Dataset entries:
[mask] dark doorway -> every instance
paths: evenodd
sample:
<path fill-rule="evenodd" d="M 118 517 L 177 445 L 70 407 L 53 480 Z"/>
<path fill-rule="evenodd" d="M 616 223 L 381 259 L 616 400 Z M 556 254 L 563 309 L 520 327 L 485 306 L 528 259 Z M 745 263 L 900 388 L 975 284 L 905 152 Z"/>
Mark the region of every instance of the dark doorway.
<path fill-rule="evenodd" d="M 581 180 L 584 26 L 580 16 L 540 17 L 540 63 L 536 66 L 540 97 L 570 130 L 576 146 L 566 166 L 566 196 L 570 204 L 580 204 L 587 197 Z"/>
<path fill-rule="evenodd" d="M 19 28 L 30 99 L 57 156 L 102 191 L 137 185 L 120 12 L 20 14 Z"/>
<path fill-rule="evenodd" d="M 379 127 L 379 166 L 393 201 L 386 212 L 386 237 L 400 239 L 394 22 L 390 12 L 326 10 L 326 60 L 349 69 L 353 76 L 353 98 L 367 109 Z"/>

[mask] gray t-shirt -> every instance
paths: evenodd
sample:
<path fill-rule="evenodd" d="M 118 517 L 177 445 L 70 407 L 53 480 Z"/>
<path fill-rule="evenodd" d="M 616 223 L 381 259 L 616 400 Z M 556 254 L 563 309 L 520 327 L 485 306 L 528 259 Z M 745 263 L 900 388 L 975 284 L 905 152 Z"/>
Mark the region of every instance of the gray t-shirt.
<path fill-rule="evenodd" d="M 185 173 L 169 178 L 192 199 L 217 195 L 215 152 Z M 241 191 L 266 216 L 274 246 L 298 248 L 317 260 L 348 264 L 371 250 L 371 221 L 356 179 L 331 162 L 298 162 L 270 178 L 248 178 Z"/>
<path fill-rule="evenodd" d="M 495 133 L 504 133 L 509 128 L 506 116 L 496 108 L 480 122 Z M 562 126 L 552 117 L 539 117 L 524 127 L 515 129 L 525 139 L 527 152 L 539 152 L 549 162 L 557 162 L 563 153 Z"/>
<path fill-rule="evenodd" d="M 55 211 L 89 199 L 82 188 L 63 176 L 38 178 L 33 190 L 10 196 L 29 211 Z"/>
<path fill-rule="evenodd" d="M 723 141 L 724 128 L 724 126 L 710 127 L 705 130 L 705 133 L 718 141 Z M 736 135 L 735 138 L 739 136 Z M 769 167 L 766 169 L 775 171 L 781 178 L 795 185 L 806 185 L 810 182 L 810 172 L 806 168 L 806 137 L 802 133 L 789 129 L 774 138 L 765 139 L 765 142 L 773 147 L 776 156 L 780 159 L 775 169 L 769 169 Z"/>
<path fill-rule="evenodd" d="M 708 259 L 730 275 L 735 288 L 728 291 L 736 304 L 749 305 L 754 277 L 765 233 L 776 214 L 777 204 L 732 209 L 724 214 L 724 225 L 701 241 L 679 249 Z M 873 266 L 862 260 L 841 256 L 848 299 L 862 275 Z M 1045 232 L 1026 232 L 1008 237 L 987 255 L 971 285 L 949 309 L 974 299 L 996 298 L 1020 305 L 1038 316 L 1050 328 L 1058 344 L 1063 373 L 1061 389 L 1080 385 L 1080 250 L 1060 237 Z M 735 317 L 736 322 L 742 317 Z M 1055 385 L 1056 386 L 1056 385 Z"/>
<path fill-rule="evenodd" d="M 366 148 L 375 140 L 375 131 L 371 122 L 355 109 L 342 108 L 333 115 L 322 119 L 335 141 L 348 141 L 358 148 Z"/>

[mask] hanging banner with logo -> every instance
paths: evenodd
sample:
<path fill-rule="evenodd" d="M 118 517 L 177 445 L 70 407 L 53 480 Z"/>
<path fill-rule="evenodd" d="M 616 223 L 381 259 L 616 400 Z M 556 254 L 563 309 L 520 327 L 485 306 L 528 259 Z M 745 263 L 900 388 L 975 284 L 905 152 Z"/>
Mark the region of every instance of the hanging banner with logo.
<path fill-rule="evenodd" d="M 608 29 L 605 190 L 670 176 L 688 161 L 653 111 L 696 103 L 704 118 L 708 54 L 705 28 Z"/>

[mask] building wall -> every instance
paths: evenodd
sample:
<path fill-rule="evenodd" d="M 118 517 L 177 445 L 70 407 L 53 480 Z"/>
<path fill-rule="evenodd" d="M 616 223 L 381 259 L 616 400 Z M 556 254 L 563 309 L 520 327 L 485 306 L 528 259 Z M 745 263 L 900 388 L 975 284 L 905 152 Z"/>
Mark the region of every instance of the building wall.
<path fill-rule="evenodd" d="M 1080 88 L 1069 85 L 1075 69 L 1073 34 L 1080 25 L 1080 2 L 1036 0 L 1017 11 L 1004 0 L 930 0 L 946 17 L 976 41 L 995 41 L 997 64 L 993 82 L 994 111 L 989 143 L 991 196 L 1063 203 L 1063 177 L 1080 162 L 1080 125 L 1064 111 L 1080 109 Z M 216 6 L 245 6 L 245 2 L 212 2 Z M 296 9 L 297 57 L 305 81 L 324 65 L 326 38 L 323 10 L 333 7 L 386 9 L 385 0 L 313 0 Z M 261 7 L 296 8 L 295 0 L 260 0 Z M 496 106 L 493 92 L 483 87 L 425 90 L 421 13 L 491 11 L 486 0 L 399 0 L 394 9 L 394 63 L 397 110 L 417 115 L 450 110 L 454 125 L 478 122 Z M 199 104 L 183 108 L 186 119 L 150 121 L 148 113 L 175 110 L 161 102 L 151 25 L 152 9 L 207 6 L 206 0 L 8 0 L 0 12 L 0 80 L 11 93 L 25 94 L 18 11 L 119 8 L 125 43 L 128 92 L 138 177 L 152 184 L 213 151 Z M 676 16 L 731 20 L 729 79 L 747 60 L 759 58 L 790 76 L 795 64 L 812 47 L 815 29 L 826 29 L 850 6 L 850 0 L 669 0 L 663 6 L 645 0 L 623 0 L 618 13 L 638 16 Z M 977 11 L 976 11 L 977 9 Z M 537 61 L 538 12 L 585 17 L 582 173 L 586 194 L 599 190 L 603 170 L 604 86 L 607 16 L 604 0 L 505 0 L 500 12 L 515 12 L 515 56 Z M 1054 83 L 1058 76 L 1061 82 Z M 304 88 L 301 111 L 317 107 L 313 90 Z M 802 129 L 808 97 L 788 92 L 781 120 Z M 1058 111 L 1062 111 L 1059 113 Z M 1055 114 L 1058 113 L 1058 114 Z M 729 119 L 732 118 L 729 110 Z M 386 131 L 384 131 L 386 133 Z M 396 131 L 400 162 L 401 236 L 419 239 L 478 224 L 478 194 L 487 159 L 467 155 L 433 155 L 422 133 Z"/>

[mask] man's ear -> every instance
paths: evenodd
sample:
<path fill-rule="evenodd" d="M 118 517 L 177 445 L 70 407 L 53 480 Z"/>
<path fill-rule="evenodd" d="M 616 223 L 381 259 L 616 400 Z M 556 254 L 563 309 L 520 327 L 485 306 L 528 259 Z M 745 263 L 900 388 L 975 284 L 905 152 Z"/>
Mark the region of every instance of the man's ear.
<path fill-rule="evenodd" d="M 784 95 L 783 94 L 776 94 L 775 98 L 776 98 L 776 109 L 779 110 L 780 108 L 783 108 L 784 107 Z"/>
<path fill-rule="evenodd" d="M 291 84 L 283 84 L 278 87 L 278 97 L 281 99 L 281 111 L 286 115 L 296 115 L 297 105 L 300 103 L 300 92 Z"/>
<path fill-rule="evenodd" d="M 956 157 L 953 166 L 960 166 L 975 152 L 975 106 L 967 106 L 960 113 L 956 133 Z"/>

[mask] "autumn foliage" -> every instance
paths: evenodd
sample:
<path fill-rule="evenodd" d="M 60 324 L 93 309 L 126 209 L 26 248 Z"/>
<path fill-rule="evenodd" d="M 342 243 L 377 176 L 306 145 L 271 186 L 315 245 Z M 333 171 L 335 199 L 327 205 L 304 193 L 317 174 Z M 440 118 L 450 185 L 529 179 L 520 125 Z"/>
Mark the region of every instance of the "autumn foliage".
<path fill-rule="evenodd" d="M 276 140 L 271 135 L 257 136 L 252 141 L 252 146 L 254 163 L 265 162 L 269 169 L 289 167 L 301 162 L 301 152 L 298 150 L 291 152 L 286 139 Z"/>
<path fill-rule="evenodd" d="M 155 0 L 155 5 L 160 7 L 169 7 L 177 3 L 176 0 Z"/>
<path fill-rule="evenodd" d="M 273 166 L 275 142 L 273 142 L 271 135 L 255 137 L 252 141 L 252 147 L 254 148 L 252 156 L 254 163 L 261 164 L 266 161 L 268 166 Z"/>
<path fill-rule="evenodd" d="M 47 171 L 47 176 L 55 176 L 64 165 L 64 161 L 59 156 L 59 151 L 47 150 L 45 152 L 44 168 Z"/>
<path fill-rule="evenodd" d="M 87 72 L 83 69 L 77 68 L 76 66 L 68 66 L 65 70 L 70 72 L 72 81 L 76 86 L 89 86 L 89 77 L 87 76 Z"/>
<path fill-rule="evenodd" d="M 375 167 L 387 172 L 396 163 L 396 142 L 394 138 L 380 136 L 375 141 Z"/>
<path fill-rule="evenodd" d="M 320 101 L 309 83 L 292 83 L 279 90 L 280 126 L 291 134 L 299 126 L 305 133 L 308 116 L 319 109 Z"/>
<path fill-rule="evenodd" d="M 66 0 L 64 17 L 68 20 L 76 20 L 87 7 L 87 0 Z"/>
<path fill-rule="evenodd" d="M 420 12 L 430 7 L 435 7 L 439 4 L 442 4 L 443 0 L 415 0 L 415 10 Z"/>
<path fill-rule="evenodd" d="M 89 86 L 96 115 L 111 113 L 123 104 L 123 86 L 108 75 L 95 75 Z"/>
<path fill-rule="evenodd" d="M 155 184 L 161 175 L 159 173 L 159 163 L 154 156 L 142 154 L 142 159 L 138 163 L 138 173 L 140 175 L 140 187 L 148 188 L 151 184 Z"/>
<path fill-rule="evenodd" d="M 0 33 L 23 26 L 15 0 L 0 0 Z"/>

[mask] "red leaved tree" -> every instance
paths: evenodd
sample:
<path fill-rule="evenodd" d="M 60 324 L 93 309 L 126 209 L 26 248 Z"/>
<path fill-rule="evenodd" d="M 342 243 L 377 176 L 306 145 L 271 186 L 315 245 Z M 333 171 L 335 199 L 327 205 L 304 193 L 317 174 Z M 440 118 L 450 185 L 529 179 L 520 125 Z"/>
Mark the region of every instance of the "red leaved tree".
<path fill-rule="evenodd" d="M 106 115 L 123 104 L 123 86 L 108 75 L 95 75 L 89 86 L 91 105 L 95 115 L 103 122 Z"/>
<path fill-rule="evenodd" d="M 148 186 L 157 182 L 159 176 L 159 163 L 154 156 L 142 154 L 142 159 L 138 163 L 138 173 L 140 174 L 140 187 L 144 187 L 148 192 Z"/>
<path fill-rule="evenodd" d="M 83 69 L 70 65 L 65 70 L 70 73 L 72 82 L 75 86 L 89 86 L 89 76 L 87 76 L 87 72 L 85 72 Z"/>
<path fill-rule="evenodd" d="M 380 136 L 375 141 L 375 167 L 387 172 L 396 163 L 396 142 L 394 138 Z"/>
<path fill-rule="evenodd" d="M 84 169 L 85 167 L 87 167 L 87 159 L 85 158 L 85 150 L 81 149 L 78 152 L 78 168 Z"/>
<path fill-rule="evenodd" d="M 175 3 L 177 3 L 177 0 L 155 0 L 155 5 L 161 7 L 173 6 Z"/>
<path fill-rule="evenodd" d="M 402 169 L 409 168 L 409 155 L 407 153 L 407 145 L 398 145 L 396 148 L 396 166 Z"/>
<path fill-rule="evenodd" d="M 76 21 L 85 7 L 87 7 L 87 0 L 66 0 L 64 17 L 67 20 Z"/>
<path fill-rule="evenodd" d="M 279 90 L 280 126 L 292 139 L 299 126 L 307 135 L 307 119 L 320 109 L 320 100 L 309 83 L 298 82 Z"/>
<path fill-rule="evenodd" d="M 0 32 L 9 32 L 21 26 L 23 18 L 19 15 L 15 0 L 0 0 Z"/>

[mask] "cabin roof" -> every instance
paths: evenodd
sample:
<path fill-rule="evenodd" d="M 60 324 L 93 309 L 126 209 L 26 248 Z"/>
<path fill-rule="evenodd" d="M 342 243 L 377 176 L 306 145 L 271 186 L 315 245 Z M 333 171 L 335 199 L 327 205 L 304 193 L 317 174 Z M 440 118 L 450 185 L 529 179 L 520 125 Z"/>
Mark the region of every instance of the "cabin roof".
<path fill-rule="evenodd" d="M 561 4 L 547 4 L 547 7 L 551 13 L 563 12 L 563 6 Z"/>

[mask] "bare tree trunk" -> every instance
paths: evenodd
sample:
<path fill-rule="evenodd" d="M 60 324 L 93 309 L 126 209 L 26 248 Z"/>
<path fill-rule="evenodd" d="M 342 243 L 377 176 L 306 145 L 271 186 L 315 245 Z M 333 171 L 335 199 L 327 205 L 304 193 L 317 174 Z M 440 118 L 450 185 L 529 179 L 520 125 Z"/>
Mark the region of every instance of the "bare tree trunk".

Task directions:
Pick each line holding "bare" out of the entries above and return it.

Written answer:
[mask] "bare tree trunk" -> every instance
Mark the region of every instance of the "bare tree trunk".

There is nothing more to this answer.